** Data under study follows **
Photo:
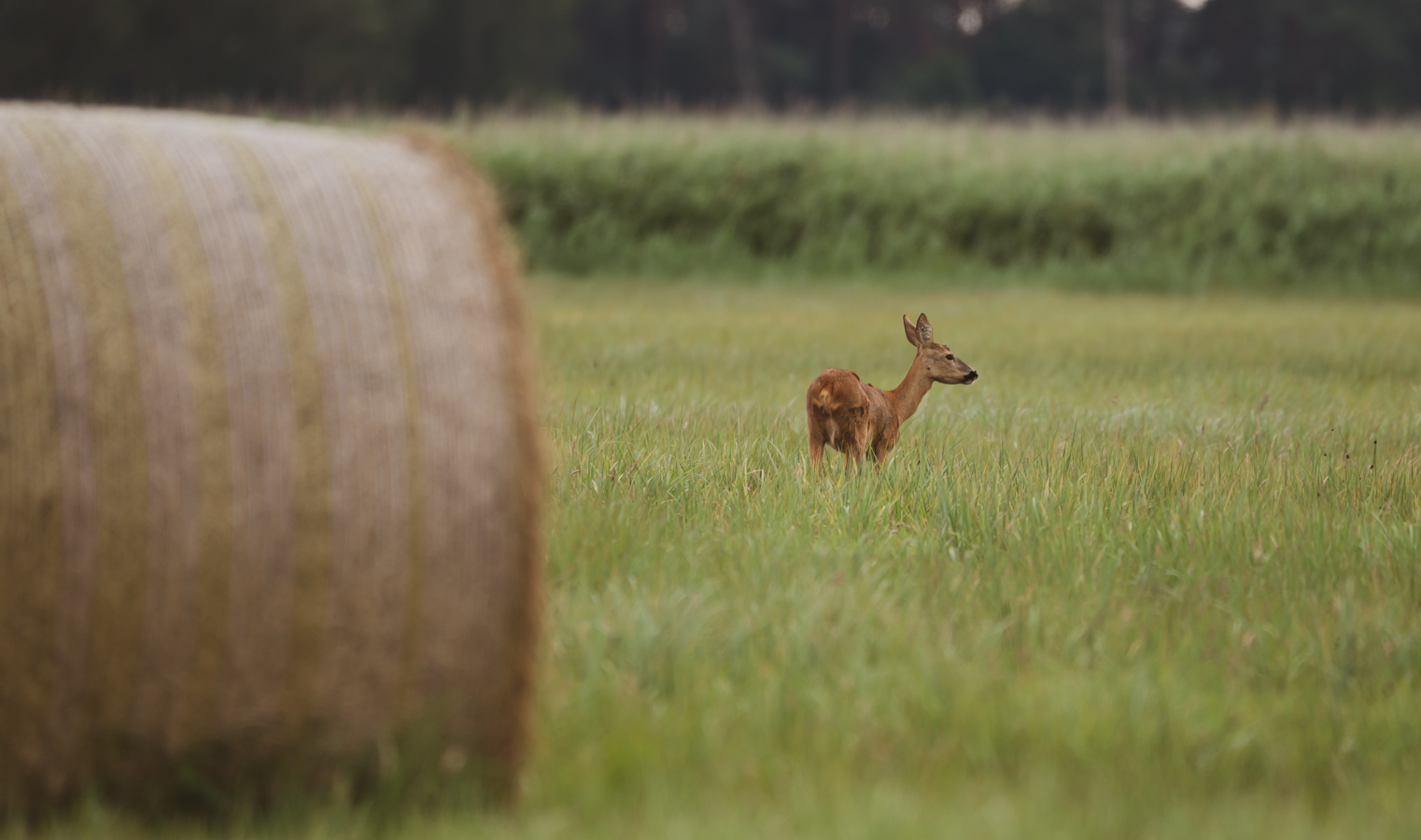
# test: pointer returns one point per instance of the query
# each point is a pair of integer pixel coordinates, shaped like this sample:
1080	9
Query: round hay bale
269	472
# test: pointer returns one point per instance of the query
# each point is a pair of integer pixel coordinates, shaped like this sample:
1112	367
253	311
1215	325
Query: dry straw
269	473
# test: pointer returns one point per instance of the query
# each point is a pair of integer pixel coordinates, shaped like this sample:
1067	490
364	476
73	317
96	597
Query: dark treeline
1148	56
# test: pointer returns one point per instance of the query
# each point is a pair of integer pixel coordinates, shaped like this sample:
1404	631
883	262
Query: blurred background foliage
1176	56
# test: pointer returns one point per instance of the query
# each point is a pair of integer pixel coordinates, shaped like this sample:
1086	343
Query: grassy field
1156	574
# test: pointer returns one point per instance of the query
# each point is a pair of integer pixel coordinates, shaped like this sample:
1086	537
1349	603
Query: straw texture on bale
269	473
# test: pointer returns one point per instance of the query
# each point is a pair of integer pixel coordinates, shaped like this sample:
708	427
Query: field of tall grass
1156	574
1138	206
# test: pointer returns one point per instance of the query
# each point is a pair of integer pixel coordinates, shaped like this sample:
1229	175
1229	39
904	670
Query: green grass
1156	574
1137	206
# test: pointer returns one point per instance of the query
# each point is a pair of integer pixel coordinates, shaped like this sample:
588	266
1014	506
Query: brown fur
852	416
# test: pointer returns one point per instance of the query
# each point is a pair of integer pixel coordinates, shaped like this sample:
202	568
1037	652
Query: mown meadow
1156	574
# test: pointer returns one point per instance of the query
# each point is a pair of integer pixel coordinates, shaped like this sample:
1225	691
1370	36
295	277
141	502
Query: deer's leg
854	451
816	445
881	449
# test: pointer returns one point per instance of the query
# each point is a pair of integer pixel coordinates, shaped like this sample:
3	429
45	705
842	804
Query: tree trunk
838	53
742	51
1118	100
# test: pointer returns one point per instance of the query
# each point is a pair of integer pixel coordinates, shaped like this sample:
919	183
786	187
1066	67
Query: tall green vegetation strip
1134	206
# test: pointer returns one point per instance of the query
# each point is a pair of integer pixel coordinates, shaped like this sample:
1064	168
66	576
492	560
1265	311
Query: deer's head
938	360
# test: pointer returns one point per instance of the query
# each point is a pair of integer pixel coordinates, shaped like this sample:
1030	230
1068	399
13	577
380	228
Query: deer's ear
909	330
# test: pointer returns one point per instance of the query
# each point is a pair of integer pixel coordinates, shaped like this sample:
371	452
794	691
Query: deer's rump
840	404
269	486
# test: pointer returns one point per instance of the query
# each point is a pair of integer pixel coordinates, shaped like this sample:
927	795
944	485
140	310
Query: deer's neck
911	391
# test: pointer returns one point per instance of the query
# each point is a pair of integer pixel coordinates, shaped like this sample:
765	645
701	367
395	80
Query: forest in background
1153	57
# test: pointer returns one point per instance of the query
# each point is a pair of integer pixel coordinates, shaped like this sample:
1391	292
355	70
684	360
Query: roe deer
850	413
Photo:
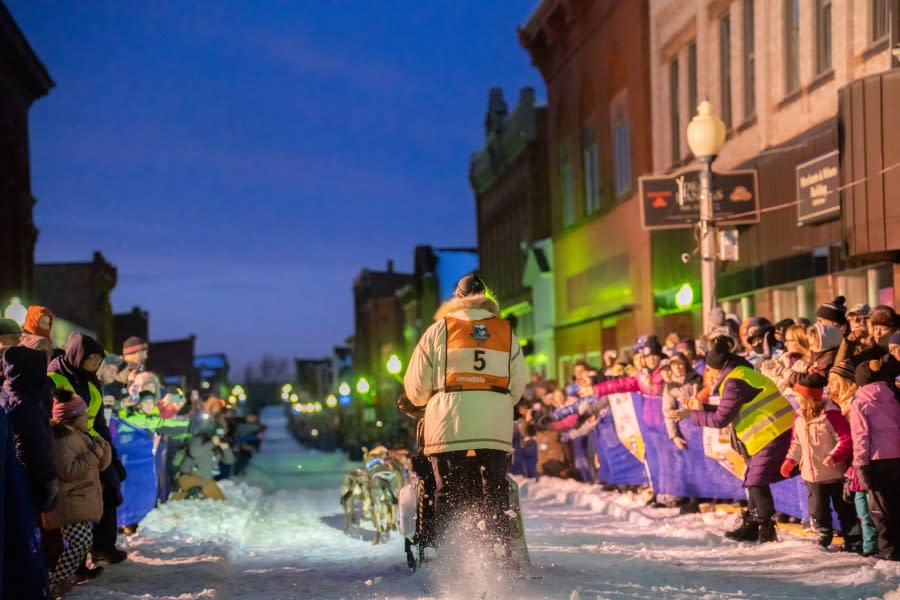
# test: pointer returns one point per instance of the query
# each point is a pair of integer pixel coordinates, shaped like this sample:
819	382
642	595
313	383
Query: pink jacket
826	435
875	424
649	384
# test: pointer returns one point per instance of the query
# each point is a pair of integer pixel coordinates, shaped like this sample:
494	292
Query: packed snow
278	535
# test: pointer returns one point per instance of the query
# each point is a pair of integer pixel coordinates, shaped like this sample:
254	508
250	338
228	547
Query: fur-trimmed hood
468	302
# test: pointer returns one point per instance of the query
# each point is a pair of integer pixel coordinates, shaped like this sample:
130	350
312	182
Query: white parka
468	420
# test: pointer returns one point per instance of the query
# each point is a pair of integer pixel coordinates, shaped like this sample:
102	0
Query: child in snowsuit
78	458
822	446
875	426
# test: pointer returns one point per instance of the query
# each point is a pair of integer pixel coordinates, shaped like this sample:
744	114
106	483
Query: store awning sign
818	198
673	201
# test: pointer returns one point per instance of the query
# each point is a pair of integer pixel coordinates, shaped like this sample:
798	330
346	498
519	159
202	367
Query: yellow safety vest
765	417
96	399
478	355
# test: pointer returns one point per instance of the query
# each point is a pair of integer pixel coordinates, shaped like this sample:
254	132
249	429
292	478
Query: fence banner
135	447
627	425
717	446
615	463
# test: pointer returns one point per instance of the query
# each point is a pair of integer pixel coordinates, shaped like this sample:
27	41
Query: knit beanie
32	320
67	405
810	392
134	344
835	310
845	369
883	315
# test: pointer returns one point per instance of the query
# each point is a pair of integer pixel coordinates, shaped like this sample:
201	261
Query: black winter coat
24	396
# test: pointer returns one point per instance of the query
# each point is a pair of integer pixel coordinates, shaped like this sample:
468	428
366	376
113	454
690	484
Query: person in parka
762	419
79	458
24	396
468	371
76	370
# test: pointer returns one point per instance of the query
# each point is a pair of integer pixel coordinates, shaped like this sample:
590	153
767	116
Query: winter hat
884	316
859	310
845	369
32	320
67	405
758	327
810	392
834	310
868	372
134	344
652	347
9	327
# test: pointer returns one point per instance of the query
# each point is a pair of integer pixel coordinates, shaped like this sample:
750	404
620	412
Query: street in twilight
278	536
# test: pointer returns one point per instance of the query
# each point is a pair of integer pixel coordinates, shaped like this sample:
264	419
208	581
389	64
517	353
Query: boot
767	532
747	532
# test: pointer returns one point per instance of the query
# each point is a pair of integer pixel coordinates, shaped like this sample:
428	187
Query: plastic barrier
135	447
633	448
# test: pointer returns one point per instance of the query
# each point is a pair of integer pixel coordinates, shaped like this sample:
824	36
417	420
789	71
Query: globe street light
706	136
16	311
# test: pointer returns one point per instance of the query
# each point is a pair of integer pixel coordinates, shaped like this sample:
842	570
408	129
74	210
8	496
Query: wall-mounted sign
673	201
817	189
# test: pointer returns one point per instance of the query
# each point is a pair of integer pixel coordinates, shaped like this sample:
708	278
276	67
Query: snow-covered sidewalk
** End of Data under study **
** Data under study follows **
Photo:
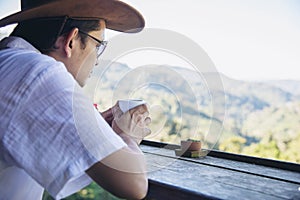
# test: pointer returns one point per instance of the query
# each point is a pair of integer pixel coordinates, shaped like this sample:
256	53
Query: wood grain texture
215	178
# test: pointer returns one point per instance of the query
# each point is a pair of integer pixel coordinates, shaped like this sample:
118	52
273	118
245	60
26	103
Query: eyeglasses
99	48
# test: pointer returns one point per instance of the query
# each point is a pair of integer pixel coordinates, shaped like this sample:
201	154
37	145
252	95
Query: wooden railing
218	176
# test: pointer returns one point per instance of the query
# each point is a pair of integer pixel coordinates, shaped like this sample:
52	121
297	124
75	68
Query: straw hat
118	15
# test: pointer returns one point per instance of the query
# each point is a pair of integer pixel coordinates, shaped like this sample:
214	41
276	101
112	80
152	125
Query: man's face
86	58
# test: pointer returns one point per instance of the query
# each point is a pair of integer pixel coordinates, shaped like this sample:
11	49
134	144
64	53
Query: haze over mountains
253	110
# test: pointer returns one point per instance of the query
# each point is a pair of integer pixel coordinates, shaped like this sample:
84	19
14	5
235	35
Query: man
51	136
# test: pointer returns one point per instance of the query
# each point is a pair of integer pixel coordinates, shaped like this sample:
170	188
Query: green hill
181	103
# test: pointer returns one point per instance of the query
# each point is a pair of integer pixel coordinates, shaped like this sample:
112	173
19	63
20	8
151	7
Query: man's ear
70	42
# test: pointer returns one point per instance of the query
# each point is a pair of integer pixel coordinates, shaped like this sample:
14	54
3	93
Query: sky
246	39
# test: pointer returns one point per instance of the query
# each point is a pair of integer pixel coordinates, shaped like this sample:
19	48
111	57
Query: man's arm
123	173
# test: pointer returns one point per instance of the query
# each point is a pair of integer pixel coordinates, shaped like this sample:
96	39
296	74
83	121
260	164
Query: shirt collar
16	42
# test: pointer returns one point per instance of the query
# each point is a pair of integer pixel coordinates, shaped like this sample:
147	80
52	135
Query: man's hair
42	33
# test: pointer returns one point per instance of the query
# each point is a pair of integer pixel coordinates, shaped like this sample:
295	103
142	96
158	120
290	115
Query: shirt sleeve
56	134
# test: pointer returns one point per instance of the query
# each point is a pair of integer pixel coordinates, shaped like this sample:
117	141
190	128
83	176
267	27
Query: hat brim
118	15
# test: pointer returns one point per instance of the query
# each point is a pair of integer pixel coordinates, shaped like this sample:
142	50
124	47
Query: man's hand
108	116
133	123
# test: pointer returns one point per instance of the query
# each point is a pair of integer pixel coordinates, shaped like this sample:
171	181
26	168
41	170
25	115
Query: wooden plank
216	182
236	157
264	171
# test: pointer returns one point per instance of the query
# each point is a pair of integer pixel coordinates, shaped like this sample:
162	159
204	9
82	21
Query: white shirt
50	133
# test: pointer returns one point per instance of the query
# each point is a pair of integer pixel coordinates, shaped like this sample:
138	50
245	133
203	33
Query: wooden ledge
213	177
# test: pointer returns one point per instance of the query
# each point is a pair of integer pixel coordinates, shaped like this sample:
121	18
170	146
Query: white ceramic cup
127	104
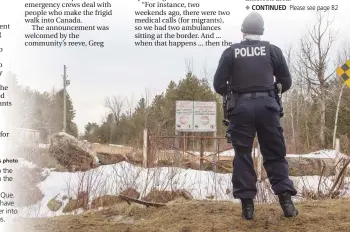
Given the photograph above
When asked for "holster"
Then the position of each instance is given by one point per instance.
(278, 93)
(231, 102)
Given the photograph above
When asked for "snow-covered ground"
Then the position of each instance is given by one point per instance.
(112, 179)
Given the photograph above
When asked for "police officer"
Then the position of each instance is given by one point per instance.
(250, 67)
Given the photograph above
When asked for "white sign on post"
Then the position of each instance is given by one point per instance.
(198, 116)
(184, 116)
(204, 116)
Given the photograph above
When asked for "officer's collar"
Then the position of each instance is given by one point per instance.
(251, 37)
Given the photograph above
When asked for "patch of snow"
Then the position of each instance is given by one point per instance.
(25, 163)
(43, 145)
** End of Data under study **
- Requirement
Whenever a line in the entries above includes the word "asked", pull that line out.

- Final answer
When asked for "holster"
When asked for "snow-covered ground"
When asked for "police officer"
When asked for "white sign on post"
When asked for "officer's collar"
When asked for "patch of snow"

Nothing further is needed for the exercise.